**Travail à faire**
A. Dans l'extrait sur le référendum suisse, recopiez tout ce qui va de « Après une campagne » jusqu'à « partie de l'UDC. », en remplaçant « Conseil fédéral » par « gouvernement fédéral ».
B. Répondez à ces questions sur l'extrait consacré au référendum suisse :
(i) Par quel pourcentage des suffrages les citoyens ont-ils accepté l'adhésion ?
(ii) Quelles sont les deux institutions auxquelles la Suisse adhère ?
(iii) Qui, avec une large majorité de la classe politique, soutenait l'adhésion ?
C. Prolongez le texte sur le référendum suisse relatif aux institutions de Bretton Woods, à la suite de sa dernière phrase.

**Extrait du document**
========================================
Après une campagne référendaire animée, les citoyens suisses ont accepté par 55,8% des suffrages l'adhésion de la Suisse aux institutions de Bretton Woods. Soutenu par le Conseil fédéral et une large majorité de la classe politique, l'adhésion au FMI et à la Banque mondiale était combattue par deux courants politiques diamétralement opposés, à savoir, d'un côté, la gauche tiers-mondiste et une partie du PS et de l'autre côté, l'extrême droite et une partie de l'UDC.
========================================
[Éléments répertoriés dans un jeu de données]

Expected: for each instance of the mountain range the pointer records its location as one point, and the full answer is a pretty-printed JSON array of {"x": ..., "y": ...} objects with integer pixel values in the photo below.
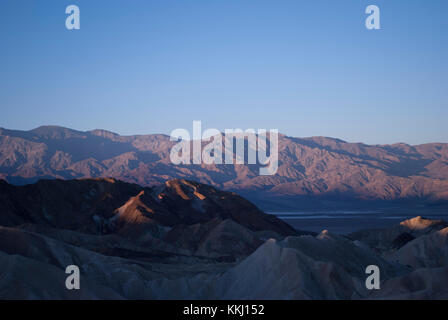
[
  {"x": 316, "y": 172},
  {"x": 185, "y": 240}
]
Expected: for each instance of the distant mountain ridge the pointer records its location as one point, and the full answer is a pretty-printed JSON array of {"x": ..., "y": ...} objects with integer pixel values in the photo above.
[{"x": 317, "y": 167}]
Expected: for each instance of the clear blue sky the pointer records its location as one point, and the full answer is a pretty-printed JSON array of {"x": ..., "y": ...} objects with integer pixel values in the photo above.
[{"x": 304, "y": 67}]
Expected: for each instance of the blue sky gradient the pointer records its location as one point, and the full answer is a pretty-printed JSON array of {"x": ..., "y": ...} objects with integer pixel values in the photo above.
[{"x": 304, "y": 67}]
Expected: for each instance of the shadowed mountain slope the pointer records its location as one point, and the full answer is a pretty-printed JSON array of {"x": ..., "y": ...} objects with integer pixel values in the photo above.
[{"x": 309, "y": 168}]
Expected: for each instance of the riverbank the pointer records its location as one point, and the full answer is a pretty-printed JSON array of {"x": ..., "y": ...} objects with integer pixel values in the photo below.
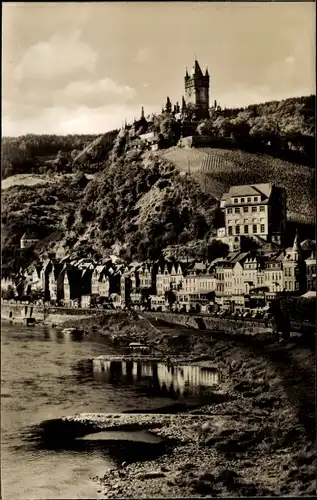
[
  {"x": 258, "y": 440},
  {"x": 48, "y": 315}
]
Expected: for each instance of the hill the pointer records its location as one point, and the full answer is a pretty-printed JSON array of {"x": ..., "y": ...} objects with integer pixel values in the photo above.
[
  {"x": 42, "y": 154},
  {"x": 34, "y": 179},
  {"x": 216, "y": 169}
]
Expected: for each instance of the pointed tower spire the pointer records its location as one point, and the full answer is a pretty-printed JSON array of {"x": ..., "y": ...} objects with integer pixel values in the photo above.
[
  {"x": 183, "y": 104},
  {"x": 197, "y": 68},
  {"x": 296, "y": 245}
]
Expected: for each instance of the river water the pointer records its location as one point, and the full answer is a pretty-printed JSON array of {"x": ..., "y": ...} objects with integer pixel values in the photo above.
[{"x": 45, "y": 375}]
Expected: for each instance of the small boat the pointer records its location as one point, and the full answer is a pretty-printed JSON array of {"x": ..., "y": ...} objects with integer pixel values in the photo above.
[
  {"x": 30, "y": 321},
  {"x": 137, "y": 346},
  {"x": 76, "y": 332}
]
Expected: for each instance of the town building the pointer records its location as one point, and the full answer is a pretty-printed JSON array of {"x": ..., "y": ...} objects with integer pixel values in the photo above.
[
  {"x": 253, "y": 210},
  {"x": 311, "y": 273},
  {"x": 294, "y": 269},
  {"x": 28, "y": 240},
  {"x": 273, "y": 274}
]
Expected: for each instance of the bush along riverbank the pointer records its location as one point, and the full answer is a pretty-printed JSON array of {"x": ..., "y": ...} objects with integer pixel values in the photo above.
[{"x": 258, "y": 439}]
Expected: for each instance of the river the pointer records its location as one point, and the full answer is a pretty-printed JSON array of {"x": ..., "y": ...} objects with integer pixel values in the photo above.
[
  {"x": 41, "y": 378},
  {"x": 47, "y": 375}
]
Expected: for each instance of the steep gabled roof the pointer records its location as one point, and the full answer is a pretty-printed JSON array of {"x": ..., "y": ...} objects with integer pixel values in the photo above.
[
  {"x": 264, "y": 190},
  {"x": 29, "y": 236}
]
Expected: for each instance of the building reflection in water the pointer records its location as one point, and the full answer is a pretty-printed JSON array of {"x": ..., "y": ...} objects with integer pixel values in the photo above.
[{"x": 167, "y": 380}]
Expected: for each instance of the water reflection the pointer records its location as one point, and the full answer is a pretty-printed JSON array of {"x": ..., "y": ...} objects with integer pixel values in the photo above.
[{"x": 173, "y": 380}]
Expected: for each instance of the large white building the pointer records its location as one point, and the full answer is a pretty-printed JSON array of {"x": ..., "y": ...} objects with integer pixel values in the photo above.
[{"x": 253, "y": 210}]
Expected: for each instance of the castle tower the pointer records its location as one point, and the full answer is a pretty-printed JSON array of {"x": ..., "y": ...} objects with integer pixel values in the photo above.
[{"x": 197, "y": 89}]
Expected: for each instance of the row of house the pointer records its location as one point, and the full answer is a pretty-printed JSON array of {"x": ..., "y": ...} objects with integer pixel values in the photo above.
[{"x": 231, "y": 279}]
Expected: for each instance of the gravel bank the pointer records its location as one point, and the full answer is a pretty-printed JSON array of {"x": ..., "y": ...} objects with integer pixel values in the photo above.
[{"x": 260, "y": 442}]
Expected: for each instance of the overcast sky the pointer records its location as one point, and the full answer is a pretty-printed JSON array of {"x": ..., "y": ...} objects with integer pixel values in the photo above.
[{"x": 84, "y": 67}]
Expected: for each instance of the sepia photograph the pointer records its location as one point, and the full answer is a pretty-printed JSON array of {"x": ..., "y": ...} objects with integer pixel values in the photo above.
[{"x": 158, "y": 250}]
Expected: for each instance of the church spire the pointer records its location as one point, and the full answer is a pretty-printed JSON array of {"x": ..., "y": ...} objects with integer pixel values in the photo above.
[
  {"x": 296, "y": 245},
  {"x": 197, "y": 68},
  {"x": 183, "y": 104}
]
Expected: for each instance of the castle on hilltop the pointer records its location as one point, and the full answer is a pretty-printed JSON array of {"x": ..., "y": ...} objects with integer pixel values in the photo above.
[{"x": 195, "y": 103}]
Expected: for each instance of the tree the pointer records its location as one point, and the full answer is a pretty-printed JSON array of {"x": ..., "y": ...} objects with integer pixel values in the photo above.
[
  {"x": 240, "y": 129},
  {"x": 222, "y": 126},
  {"x": 8, "y": 294}
]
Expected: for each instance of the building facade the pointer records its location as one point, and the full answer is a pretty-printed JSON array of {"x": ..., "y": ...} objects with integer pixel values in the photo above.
[
  {"x": 253, "y": 210},
  {"x": 311, "y": 273}
]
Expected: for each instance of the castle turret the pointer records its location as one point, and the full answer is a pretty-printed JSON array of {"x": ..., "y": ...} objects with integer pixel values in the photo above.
[
  {"x": 197, "y": 89},
  {"x": 183, "y": 104},
  {"x": 168, "y": 106}
]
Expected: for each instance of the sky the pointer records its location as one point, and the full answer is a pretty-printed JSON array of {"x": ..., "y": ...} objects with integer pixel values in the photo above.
[{"x": 81, "y": 68}]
========================================
**Réponses**
A.
Après une campagne référendaire animée, les citoyens suisses ont accepté par 55,8% des suffrages l'adhésion de la Suisse aux institutions de Bretton Woods. Soutenu par le gouvernement fédéral et une large majorité de la classe politique, l'adhésion au FMI et à la Banque mondiale était combattue par deux courants politiques diamétralement opposés, à savoir, d'un côté, la gauche tiers-mondiste et une partie du PS et de l'autre côté, l'extrême droite et une partie de l'UDC.

B.
(i) 55,8 %
(ii) Le FMI et la Banque mondiale
(iii) Le Conseil fédéral

C.
Les partisans du oui ont surtout mis l'accent sur le fait que seule l'action des Etats dans un cadre multilatéral pouvait encore être capable d'apporter des solutions aux problèmes économiques, sociaux et écologiques qui ont atteint une dimension internationale. Dans ce contexte nouveau, l'adhésion de la Suisse constituerait un acte de solidarité vis-à-vis de la communauté internationale et mettrait fin à son isolement. Pour un pays aussi fortement dépendant de l'économie internationale que la Suisse, il serait dans son intérêt de participer aux plus importantes organisations internationales de coopération économique et monétaire et d'en influencer les orientations. Ces dernières années, les commandes adressées à l'industrie helvétique, dues à la Banque mondiale, se sont montées à 500 millions de francs par année; un tel recours aux entreprises suisses aurait pu être remis en cause en cas de victoire du non. De surcroît, en adhérant avant la fin de l'année 1992, la Suisse aurait eu de bonnes chances d'être admise au Conseil d'administration des deux institutions.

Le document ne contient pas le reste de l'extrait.